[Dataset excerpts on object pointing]
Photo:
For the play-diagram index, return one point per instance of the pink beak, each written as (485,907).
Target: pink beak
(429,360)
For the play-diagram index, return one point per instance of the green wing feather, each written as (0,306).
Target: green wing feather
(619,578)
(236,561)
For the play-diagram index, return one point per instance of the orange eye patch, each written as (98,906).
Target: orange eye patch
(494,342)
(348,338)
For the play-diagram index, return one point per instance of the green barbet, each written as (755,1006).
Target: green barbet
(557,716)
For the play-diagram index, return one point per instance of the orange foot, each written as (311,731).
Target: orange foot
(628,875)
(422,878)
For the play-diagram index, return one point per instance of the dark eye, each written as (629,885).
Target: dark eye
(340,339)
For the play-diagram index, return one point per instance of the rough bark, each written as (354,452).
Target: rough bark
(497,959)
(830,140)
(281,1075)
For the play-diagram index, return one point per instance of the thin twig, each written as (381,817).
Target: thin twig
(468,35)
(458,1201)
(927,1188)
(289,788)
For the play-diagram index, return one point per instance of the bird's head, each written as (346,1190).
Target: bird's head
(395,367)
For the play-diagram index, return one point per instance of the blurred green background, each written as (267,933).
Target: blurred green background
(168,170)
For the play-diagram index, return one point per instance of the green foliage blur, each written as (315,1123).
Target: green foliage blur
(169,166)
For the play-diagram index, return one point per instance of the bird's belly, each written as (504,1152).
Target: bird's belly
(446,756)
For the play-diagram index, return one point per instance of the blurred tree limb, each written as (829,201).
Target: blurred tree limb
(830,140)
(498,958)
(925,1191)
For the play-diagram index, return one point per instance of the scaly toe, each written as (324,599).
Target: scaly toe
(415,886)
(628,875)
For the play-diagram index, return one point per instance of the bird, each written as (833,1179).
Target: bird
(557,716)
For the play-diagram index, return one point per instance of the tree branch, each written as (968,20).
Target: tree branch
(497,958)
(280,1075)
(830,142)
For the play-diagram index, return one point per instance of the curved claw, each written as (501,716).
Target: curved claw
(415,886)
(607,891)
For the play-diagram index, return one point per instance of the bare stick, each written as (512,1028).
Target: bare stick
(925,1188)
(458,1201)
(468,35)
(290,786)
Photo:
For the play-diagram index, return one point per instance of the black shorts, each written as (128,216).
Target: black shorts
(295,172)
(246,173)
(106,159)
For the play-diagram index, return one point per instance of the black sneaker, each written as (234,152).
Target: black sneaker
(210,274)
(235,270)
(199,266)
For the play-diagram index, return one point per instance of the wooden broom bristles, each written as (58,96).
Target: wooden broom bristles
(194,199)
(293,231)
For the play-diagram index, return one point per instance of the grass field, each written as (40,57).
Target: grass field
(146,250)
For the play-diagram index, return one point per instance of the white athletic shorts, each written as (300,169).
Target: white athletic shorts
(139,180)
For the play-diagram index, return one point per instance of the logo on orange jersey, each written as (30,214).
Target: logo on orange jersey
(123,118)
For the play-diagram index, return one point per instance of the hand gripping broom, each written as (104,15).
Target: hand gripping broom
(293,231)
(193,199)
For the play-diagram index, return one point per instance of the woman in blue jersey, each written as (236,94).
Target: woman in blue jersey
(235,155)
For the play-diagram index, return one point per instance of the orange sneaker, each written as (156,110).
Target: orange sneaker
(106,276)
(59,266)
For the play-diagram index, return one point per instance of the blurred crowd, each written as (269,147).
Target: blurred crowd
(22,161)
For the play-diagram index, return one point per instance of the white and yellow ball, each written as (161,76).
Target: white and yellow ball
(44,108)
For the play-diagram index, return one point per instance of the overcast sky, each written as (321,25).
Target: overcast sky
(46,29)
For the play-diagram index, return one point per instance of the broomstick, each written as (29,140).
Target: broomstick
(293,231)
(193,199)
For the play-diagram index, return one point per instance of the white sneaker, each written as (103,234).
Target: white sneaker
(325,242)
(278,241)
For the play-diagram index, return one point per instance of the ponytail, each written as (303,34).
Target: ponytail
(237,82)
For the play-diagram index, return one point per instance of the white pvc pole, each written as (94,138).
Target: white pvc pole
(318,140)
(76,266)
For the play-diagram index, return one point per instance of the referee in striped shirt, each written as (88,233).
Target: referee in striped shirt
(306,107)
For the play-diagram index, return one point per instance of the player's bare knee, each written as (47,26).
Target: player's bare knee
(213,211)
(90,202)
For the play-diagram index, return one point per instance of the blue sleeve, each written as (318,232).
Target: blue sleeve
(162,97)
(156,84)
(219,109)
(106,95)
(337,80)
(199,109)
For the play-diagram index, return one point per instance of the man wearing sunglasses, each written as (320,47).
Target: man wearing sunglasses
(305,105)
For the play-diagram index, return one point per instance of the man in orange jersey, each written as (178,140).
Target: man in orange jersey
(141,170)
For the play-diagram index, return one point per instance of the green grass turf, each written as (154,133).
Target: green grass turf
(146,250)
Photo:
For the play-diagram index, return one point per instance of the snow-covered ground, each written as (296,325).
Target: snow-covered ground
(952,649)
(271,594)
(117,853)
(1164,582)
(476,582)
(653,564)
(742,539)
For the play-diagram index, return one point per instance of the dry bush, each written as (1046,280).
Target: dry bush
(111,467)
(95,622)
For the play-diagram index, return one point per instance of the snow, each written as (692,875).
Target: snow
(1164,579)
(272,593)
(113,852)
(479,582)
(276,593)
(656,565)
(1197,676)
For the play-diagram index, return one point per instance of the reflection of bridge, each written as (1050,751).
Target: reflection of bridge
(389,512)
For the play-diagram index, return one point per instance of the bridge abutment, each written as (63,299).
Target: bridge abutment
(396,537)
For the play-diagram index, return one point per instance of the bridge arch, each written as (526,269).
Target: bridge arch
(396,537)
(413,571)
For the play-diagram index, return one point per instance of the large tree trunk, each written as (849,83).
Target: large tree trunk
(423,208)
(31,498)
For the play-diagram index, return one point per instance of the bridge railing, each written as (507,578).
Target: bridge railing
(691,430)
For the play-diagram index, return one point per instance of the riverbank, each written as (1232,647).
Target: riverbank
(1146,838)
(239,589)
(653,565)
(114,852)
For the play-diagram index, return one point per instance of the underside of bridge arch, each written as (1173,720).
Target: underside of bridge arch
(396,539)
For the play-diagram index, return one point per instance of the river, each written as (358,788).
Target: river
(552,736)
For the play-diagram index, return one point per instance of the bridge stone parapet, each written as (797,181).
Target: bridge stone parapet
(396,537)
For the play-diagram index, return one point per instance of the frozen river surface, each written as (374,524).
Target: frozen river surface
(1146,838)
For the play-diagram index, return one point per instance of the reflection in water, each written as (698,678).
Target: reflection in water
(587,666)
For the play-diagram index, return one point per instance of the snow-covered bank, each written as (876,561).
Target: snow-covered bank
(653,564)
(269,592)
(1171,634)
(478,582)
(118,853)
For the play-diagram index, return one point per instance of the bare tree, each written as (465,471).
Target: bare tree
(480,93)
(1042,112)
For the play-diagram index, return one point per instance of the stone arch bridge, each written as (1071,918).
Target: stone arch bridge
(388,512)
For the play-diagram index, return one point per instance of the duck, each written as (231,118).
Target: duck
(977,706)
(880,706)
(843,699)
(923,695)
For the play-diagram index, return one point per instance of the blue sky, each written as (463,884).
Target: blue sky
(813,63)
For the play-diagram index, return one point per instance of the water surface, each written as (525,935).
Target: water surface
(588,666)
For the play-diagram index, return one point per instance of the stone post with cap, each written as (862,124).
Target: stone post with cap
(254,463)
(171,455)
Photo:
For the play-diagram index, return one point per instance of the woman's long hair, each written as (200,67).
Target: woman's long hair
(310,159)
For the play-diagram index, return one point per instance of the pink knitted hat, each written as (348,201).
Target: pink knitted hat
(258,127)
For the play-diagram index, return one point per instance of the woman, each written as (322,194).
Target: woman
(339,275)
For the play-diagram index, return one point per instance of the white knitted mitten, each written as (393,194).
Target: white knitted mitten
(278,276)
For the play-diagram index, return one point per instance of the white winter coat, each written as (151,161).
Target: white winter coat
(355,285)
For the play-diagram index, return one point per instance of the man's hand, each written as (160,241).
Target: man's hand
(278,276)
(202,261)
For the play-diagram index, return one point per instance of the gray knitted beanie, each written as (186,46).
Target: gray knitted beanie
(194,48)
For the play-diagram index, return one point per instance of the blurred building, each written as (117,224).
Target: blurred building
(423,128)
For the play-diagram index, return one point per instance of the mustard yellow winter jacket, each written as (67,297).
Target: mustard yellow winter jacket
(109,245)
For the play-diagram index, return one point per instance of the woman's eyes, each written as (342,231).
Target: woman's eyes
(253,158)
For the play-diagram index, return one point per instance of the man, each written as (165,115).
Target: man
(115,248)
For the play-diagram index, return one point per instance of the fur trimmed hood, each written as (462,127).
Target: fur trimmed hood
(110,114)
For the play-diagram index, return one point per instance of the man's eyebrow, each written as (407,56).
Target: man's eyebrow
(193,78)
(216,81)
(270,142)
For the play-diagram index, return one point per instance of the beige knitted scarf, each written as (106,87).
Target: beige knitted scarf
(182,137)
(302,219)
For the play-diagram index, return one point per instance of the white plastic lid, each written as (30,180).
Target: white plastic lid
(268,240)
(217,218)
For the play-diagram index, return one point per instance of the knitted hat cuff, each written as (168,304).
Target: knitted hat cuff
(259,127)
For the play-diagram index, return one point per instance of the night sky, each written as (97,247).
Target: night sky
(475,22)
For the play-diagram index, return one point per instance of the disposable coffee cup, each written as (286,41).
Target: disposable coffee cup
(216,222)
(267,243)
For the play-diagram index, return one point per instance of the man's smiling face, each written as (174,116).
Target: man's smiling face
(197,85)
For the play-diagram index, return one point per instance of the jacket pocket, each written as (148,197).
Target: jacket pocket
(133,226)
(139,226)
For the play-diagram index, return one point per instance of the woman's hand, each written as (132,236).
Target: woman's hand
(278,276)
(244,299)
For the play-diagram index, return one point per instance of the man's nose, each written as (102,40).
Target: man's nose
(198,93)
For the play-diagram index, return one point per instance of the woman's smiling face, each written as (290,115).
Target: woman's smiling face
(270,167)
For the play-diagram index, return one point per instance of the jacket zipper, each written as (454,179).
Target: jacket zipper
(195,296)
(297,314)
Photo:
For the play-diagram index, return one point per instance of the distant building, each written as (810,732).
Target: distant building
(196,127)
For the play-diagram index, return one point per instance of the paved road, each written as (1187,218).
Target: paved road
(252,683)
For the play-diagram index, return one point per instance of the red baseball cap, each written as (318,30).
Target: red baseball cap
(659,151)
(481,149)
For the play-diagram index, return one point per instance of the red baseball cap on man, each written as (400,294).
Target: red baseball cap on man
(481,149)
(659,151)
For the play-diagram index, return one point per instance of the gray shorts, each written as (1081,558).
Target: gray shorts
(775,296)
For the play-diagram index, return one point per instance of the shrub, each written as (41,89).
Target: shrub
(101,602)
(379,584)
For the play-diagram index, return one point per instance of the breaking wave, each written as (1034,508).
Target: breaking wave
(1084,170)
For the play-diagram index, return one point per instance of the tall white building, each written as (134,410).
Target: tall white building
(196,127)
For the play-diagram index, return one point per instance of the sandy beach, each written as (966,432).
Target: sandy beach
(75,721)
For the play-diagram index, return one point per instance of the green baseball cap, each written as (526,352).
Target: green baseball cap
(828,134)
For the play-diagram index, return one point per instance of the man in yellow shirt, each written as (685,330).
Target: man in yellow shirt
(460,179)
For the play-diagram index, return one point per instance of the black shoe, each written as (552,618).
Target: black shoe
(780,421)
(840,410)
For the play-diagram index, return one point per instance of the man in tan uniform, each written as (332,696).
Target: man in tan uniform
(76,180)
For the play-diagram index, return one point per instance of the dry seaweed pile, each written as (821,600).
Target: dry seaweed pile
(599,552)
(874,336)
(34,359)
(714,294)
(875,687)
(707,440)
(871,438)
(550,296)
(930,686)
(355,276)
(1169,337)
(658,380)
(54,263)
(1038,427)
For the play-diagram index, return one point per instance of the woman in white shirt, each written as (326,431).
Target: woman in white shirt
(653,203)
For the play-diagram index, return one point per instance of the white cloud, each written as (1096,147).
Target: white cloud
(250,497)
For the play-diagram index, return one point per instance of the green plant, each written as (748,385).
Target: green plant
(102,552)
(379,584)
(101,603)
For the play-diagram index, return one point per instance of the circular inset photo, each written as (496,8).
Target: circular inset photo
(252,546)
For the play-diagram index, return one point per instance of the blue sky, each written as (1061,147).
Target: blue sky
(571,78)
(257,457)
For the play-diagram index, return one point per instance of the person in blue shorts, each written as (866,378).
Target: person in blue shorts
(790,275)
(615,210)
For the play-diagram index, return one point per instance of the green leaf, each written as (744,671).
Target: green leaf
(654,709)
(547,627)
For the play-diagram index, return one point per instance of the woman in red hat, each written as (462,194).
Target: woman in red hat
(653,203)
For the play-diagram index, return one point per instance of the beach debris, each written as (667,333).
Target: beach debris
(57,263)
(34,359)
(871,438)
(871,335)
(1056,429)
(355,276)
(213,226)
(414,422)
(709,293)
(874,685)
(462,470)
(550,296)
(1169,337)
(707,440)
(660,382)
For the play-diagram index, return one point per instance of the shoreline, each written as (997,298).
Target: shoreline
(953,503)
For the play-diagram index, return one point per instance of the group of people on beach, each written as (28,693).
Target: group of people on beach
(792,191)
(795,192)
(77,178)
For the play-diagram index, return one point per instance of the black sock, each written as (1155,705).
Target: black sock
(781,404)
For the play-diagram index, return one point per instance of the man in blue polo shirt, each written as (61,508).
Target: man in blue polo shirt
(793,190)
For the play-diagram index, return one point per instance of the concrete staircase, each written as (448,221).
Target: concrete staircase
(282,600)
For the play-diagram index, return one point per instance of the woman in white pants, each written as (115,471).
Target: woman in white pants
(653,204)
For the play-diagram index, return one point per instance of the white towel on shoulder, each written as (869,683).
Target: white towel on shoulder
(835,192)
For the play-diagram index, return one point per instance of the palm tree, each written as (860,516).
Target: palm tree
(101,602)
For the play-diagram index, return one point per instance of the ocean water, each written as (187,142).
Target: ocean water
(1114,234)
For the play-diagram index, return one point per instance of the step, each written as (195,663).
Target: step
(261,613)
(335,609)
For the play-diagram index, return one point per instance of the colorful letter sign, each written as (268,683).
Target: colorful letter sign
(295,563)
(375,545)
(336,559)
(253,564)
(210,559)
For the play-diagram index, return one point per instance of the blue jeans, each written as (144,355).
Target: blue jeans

Work to complete —
Take every line from the one containing "written as (997,298)." to the end of the listing and output it exactly, with nothing else.

Task output —
For the play-diagram index, return one point per instance of the shoreline, each written as (997,298).
Target: shoreline
(953,503)
For the play-diagram index, return one point per instance of the group of people on beach, each written as (28,693).
Target: group of people on beach
(792,191)
(795,192)
(77,178)
For the play-diagram index, return one point per instance of the black sock, each written as (1155,705).
Target: black sock
(781,404)
For the play-diagram index, return one point per instance of the man in blue polo shirt, each written as (61,508).
Target: man in blue polo shirt
(793,190)
For the play-diagram index, return one point per instance of the concrete staircase, each written as (448,221).
Target: concrete staircase
(282,600)
For the play-diagram index, return one point per instance of the woman in white pants, each written as (115,471).
Target: woman in white pants
(653,204)
For the play-diagram index, return one point per instance of the white towel on shoulder, each written as (869,683).
Target: white towel on shoulder
(835,192)
For the play-diagram index, return one point per instance of the palm tree, each written as (860,516).
Target: palm tree
(101,602)
For the play-diagram index, return one point per instance of the ocean water, each written as (187,142).
Target: ocean water
(1114,234)
For the play-diagram index, return one point per instance of the step, each written as (195,663).
Target: step
(261,613)
(335,609)
For the play-diagram index, return one point per instance of the colorful letter sign, each written as (268,683).
Target: colorful letter sign
(295,563)
(375,545)
(336,559)
(253,564)
(210,559)
For the play-diagram index, return one point per instance of the blue jeans, each written as (144,355).
Target: blue jeans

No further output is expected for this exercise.